“Less of me and more of You”: A nurse’s journey from aesthetic medicine to end-of-life care
This series of interviews commemorates Singapore Nurses' Day on August 1, 2020. Salt&Light salutes all nurses for their dedication and care!
Anna Cheang // July 29, 2020, 4:03 pm
Award-winning palliative care nurse Amy Lim with Augustine Dhirgahayoe, an Indonesian patient she took care of for a year. All photos courtesy of Amy Lim.
The Prada slippers that nurse Amy Lim had taken off on her patient’s doorstep were gone by the end of her visit.
The frantic search of the HDB block was futile. Lim, then 42, had no choice but to leave for her next home visit wearing the best slippers from her patient’s family.
She broke down the moment she entered the taxi: “God, this is the life you’ve called me to?”
It was 2008. Lim was three months into her job with HCA Hospice Care. The association provides free home hospice care to terminally ill patients from all walks of life. The passing of Lim’s father-in-law had inspired her move to palliative care.

- - - - - - -

### EXERCISE DIRECTIONS
Reproduce everything in the article about nurse Amy Lim from "Anna Cheang //" down to "her patient’s family.".

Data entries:
- - - - - - -

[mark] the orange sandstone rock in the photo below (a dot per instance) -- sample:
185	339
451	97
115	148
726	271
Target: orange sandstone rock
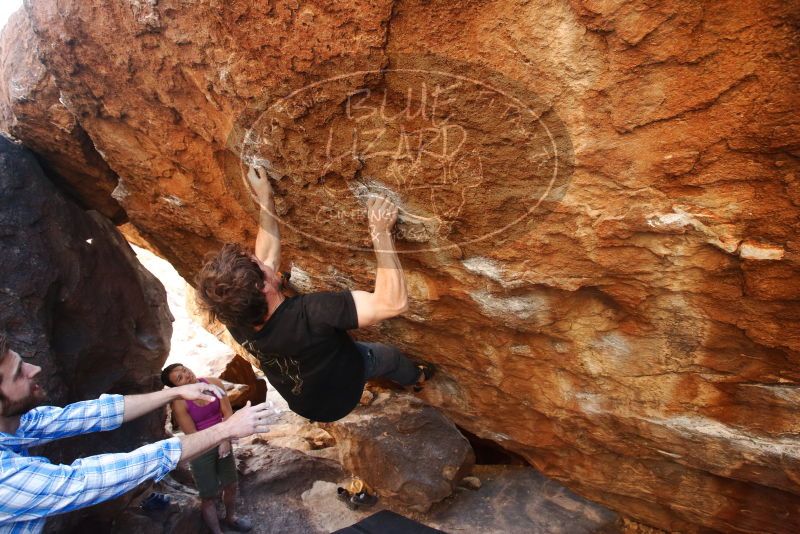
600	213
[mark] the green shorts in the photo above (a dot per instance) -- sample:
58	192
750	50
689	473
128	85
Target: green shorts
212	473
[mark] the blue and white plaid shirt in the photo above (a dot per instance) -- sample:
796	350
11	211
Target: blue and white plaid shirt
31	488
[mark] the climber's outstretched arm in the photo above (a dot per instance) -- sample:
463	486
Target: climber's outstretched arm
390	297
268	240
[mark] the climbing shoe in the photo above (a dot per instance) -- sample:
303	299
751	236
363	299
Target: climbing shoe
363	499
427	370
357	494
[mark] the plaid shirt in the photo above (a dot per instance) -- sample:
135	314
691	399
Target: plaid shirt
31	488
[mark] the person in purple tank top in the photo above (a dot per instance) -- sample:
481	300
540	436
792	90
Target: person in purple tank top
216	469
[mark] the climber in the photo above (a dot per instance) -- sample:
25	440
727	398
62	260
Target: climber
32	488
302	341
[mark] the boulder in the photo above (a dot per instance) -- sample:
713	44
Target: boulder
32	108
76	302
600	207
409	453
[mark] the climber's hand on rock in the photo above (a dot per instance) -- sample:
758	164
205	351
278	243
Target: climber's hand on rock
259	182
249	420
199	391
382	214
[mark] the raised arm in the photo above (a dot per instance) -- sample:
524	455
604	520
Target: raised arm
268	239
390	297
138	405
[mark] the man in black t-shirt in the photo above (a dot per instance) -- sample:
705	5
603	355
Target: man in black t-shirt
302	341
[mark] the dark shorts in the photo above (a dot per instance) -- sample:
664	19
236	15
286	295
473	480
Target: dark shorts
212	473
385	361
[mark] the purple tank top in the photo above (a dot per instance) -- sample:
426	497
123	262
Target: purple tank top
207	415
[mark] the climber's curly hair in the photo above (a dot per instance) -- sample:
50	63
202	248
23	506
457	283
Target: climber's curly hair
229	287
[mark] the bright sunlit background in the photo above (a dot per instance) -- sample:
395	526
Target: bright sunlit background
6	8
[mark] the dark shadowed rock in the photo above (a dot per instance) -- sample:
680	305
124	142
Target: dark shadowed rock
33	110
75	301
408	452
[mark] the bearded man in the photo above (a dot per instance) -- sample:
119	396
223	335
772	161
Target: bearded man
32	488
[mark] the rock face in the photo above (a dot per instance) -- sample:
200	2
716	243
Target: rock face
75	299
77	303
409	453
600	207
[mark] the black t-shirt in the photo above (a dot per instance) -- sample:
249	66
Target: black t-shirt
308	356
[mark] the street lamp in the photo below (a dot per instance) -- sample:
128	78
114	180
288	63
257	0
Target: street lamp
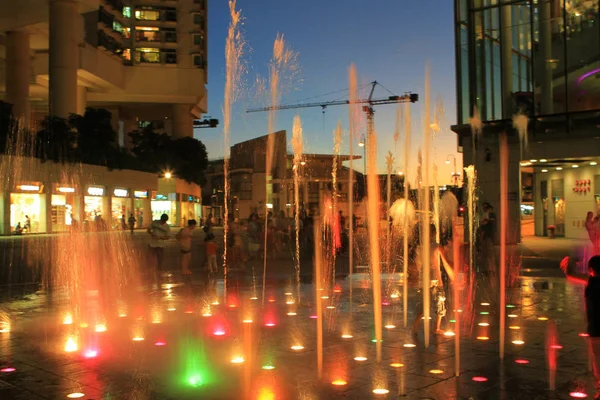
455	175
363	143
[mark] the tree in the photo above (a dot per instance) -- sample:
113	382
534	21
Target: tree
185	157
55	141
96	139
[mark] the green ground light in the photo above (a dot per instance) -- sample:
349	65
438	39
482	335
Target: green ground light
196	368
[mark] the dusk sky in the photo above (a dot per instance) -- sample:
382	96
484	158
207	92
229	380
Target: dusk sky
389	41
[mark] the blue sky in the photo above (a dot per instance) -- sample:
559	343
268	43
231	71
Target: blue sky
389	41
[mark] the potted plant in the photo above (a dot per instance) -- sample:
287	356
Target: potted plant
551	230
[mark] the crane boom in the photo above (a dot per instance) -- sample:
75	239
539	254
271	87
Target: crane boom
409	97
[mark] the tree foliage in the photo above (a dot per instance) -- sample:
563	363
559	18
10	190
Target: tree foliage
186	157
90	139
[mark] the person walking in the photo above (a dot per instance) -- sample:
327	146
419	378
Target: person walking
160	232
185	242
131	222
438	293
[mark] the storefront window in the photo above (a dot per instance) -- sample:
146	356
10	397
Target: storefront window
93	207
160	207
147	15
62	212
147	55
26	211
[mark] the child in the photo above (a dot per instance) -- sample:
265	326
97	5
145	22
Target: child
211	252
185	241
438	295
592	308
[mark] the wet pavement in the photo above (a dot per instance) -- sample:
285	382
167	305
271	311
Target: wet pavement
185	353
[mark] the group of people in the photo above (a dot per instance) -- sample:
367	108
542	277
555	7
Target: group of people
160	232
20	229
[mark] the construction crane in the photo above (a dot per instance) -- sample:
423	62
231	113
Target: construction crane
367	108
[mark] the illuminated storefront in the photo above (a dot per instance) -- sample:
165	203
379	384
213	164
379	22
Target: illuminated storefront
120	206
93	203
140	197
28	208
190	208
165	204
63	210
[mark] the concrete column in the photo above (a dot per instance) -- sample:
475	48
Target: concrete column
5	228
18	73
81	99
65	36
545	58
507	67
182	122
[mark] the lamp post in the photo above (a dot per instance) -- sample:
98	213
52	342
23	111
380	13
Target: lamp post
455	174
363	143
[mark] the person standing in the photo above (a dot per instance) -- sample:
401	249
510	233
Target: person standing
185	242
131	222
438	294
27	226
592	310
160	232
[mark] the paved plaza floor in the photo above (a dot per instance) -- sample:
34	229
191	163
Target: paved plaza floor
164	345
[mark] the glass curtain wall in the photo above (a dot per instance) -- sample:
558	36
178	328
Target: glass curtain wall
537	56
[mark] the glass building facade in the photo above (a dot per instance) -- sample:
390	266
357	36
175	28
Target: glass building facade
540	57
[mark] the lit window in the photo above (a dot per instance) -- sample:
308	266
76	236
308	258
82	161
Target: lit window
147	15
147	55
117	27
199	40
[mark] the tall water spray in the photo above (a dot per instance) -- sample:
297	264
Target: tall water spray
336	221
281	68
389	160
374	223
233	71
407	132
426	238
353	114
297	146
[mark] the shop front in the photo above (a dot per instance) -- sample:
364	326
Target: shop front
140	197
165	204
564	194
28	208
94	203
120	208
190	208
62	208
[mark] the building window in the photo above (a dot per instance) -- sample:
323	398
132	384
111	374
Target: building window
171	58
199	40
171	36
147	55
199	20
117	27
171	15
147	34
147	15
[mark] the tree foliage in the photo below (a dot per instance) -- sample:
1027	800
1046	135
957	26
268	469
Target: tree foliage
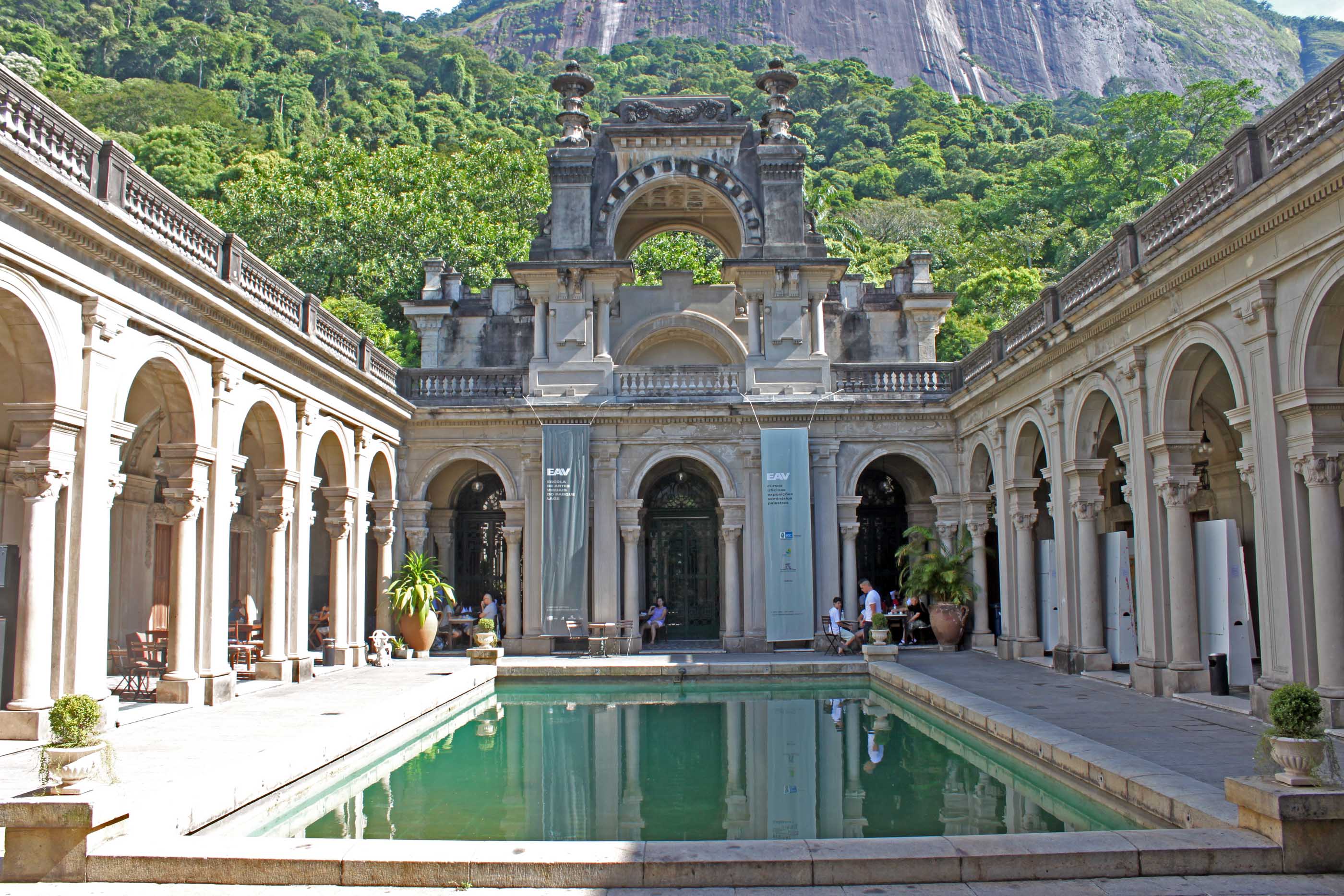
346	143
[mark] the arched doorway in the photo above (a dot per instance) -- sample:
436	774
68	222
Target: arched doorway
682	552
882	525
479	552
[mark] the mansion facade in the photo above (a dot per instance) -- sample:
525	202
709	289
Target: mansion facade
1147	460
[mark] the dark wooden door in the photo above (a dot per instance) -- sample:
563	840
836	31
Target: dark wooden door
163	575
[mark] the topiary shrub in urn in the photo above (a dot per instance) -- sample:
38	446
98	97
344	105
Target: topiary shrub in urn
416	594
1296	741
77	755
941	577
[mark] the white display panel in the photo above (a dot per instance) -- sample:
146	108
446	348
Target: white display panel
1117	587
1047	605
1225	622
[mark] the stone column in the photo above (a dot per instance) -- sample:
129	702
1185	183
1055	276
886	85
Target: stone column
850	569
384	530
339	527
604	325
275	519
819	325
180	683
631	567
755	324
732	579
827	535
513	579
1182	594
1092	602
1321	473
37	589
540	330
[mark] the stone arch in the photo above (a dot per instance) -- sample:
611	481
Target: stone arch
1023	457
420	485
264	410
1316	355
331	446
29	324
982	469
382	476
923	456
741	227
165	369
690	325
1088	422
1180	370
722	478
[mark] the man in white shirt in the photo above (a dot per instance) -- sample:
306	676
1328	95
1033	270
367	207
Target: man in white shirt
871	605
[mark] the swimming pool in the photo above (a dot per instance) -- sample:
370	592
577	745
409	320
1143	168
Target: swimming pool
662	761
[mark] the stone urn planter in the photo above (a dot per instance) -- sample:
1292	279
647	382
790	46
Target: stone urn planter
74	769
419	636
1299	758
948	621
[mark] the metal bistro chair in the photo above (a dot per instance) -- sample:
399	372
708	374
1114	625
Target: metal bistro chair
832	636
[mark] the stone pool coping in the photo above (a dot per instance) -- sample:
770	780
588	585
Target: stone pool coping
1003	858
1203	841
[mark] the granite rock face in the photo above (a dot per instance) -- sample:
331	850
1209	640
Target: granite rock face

- - - - - - -

### RESPONSE AREA
Anna Cheang // July 29, 2020, 4:03 pm
Award-winning palliative care nurse Amy Lim with Augustine Dhirgahayoe, an Indonesian patient she took care of for a year. All photos courtesy of Amy Lim.
The Prada slippers that nurse Amy Lim had taken off on her patient’s doorstep were gone by the end of her visit.
The frantic search of the HDB block was futile. Lim, then 42, had no choice but to leave for her next home visit wearing the best slippers from her patient’s family.